> **WHAT NEEDS TO BE DONE**: Read through the data below and state how many of its lines contain the word "patch", adding nothing.
-------- INPUT MATERIAL
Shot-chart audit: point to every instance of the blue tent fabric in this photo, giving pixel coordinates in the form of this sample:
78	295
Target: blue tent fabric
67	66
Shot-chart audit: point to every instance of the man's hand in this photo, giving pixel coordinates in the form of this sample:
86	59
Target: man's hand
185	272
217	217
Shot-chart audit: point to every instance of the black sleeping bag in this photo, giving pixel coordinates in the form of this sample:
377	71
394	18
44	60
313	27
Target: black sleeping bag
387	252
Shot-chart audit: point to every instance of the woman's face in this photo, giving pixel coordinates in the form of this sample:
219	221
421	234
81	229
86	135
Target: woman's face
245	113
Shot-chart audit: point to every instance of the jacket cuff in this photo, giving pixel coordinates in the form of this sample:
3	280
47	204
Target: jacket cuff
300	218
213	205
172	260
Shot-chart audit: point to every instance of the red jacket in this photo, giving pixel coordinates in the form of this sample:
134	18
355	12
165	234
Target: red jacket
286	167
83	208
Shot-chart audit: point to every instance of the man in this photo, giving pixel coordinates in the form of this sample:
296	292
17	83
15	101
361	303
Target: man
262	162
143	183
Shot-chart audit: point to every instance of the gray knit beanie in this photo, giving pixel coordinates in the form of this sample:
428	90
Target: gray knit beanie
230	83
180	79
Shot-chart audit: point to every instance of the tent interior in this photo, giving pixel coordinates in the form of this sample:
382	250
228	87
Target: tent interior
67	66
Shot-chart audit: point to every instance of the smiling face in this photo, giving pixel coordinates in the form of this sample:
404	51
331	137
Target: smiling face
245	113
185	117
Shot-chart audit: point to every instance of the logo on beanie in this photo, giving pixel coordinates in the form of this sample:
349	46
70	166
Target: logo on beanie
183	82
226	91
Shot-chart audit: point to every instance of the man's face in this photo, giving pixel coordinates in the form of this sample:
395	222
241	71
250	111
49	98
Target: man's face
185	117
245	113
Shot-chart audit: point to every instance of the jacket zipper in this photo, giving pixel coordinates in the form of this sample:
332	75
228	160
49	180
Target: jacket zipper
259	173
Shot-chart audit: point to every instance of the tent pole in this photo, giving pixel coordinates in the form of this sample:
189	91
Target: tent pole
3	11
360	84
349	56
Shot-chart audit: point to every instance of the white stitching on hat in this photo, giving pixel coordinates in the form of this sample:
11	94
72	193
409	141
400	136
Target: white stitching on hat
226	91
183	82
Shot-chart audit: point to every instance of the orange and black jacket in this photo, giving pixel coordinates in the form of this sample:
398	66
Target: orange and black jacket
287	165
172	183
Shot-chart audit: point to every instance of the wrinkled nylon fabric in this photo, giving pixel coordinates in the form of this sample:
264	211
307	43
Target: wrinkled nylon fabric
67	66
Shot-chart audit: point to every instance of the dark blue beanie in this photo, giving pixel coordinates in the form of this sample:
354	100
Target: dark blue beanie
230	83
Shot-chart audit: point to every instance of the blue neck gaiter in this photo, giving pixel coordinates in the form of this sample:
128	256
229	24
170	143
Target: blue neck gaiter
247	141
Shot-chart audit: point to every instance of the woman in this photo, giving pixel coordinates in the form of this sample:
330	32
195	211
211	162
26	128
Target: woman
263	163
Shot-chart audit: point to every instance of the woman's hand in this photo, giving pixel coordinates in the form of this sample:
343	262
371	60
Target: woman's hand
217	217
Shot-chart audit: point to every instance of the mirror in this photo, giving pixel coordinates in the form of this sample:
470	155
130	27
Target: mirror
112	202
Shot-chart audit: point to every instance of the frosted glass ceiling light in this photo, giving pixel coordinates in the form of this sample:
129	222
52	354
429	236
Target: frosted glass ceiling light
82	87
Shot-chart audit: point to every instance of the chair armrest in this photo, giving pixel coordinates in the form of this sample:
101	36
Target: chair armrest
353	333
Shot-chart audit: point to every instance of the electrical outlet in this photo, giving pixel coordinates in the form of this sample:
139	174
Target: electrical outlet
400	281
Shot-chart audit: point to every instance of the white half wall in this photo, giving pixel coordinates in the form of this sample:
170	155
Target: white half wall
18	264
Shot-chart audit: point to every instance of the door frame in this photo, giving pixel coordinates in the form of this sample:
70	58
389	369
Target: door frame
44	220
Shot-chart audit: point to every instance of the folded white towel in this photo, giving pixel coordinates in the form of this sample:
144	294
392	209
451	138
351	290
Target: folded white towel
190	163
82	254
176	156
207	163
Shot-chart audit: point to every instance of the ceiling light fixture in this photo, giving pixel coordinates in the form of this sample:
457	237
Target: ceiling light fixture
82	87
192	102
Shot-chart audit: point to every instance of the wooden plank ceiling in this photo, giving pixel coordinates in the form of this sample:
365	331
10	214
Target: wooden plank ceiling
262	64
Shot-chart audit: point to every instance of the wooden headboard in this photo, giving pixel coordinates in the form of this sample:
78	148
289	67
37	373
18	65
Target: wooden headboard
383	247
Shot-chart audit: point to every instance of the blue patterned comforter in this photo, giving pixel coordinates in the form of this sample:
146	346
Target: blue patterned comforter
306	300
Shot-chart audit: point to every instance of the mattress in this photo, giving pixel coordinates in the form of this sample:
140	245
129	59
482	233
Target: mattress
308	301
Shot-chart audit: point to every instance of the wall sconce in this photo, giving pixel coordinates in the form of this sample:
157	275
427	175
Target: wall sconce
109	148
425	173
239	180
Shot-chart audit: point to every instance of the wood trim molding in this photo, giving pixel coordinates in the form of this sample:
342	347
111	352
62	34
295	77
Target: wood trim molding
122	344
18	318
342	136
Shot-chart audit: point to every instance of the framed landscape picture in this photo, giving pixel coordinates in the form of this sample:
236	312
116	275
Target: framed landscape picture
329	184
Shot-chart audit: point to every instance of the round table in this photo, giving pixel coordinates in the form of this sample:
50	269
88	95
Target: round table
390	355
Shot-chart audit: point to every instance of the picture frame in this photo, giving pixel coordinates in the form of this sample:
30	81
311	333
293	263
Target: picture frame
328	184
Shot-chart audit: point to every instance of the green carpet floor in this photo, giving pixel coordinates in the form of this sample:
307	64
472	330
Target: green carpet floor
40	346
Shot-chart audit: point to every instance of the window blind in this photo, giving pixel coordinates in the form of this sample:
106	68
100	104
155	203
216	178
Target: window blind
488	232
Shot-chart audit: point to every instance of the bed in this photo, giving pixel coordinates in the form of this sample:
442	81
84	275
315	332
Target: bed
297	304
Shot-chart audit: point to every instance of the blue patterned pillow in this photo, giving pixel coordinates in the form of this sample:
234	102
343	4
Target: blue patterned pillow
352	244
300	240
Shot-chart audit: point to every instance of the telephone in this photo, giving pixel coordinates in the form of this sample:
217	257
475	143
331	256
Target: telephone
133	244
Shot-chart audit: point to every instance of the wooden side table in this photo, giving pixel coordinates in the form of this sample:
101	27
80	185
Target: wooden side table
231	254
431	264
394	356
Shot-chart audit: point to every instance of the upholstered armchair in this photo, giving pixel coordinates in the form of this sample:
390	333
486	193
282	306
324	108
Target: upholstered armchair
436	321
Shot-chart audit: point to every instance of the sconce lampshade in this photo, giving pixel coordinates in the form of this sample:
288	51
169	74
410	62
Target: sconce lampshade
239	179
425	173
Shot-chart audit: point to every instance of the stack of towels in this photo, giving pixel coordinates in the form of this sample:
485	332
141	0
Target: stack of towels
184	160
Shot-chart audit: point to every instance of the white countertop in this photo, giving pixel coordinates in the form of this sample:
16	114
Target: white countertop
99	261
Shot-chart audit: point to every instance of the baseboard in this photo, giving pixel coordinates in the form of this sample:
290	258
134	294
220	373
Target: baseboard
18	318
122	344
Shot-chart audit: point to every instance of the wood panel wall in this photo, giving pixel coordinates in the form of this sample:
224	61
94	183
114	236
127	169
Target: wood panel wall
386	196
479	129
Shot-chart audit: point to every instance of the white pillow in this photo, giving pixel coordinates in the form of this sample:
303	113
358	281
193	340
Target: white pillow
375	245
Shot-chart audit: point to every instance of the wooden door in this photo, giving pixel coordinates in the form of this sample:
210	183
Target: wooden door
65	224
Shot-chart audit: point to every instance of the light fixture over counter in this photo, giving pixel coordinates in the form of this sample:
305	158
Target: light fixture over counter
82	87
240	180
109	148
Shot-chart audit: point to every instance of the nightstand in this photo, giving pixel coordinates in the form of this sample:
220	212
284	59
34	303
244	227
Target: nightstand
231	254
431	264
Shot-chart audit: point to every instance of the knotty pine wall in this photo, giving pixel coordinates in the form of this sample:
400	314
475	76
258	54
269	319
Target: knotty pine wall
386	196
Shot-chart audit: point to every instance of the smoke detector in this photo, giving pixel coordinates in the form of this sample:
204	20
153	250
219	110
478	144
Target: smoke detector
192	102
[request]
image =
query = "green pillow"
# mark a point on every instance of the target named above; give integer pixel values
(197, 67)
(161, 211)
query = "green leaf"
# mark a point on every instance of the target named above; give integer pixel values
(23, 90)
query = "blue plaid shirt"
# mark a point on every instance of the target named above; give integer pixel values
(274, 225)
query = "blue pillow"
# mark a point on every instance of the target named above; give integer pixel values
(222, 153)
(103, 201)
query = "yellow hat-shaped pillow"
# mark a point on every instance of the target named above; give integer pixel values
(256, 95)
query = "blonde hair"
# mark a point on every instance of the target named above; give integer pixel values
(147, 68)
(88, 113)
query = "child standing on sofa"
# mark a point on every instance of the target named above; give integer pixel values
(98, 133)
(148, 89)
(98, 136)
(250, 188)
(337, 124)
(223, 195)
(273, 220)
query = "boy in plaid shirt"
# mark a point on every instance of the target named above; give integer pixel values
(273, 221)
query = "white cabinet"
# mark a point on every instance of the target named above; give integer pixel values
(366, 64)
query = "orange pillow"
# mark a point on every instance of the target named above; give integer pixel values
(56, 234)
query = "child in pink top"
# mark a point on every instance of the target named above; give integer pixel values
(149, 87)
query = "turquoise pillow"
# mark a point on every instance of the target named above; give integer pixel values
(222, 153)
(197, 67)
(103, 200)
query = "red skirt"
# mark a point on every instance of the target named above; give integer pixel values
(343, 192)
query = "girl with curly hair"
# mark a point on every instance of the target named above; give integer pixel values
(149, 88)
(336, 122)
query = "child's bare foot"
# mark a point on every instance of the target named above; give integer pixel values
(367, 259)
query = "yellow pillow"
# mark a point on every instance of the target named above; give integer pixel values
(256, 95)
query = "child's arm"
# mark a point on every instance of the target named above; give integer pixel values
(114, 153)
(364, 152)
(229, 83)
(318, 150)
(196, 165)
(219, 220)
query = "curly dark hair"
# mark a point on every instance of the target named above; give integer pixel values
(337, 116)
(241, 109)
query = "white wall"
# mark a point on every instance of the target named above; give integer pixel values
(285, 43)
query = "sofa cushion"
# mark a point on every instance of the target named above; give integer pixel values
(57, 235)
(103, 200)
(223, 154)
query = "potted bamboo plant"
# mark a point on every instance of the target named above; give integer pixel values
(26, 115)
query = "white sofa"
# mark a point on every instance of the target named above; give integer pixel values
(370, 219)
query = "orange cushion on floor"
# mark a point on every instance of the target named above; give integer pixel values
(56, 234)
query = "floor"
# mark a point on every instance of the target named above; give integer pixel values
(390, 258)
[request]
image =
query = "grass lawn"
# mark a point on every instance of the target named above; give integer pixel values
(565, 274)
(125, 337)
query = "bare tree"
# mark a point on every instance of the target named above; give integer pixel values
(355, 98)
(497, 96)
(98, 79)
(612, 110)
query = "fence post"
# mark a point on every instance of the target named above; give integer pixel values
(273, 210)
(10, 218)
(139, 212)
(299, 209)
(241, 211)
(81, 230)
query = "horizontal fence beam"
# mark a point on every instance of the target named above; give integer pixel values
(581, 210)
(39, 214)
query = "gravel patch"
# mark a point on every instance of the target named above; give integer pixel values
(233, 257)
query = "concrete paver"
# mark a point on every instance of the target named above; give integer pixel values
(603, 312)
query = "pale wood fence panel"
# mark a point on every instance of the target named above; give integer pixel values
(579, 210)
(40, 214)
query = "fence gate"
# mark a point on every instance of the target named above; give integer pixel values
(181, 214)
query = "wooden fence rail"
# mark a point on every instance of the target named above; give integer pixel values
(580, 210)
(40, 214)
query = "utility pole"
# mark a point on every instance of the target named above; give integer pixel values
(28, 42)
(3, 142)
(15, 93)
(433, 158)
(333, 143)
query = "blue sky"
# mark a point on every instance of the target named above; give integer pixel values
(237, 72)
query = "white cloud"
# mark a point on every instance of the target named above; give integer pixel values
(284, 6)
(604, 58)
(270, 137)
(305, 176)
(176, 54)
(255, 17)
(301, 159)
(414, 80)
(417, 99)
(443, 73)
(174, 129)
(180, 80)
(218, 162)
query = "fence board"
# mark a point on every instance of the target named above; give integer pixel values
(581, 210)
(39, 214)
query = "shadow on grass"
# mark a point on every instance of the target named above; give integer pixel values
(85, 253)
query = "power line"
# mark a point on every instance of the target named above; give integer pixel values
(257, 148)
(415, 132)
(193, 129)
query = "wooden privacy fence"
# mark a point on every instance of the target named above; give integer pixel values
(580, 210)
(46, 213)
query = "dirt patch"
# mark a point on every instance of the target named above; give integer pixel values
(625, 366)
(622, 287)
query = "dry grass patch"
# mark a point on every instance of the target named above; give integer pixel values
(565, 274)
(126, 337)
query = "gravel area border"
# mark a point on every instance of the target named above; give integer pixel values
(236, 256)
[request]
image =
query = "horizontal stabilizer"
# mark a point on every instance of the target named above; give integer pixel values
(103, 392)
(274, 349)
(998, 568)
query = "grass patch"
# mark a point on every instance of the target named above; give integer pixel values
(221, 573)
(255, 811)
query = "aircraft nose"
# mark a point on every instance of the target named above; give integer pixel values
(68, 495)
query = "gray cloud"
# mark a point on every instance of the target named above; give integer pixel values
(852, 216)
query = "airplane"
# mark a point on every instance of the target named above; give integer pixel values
----------------
> **EXERCISE RESPONSE**: 4